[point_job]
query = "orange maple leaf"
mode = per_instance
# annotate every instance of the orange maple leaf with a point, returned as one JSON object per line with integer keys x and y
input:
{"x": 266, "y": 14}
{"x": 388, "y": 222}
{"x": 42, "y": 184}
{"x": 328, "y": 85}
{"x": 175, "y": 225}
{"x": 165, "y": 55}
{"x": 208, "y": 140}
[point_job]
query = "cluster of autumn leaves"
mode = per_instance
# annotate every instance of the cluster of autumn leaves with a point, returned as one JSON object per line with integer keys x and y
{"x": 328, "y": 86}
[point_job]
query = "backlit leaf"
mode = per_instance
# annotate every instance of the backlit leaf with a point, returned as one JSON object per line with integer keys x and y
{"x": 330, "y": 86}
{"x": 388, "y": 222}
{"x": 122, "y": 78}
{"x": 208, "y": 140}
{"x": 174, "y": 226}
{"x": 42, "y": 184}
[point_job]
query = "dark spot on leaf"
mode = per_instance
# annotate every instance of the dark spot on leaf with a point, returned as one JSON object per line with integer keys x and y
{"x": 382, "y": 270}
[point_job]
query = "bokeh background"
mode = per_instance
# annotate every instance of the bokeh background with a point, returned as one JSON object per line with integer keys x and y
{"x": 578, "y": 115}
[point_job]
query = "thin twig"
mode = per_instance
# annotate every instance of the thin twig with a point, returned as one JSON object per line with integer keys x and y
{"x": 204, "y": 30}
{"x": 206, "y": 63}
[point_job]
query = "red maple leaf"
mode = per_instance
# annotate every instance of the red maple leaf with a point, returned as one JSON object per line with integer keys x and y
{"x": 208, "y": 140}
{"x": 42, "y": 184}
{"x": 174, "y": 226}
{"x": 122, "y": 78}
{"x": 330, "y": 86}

SHORT EXERCISE
Copy out every entry above, character for character, keeping each line as it appears.

OUTPUT FOR THIS TASK
[point_job]
query = "orange maple leaf"
mode = per_instance
# annotate every instance of the orange maple leaf with a point, returned as one JSON object per line with integer keys x and y
input:
{"x": 266, "y": 14}
{"x": 388, "y": 222}
{"x": 42, "y": 184}
{"x": 328, "y": 85}
{"x": 175, "y": 225}
{"x": 165, "y": 55}
{"x": 208, "y": 140}
[point_job]
query = "cluster of autumn leaves"
mode = per_instance
# annotate every instance of the cluster of autumn leaves with a point, returned as one JSON object per line with integer keys x and y
{"x": 328, "y": 86}
[point_job]
query = "backlit leaf"
mode = per_instance
# annotate every instance of the backlit leaf with a point, returned as one JSON object per line with integer keys x and y
{"x": 330, "y": 86}
{"x": 388, "y": 222}
{"x": 122, "y": 78}
{"x": 208, "y": 140}
{"x": 174, "y": 226}
{"x": 42, "y": 184}
[point_job]
query = "dark spot on leaf"
mode = per_instance
# annotate every instance of the dark spot on leaf with a point, returned as one JSON object per line with integer keys x and y
{"x": 382, "y": 270}
[point_job]
query = "bokeh background"
mode = per_instance
# annotate every instance of the bokeh background with a point, returned as one JSON object per line with integer keys x and y
{"x": 578, "y": 115}
[point_job]
query = "thin twig"
mode = per_instance
# annotate every instance of the thin twig with a point, returned as one JSON object per line with integer keys x and y
{"x": 204, "y": 30}
{"x": 206, "y": 63}
[point_job]
query = "red maple leaf"
mode = per_instance
# annotate every instance of the red maple leaf with a point, returned as one JSON object per line with integer keys x and y
{"x": 208, "y": 140}
{"x": 42, "y": 184}
{"x": 174, "y": 226}
{"x": 122, "y": 78}
{"x": 330, "y": 86}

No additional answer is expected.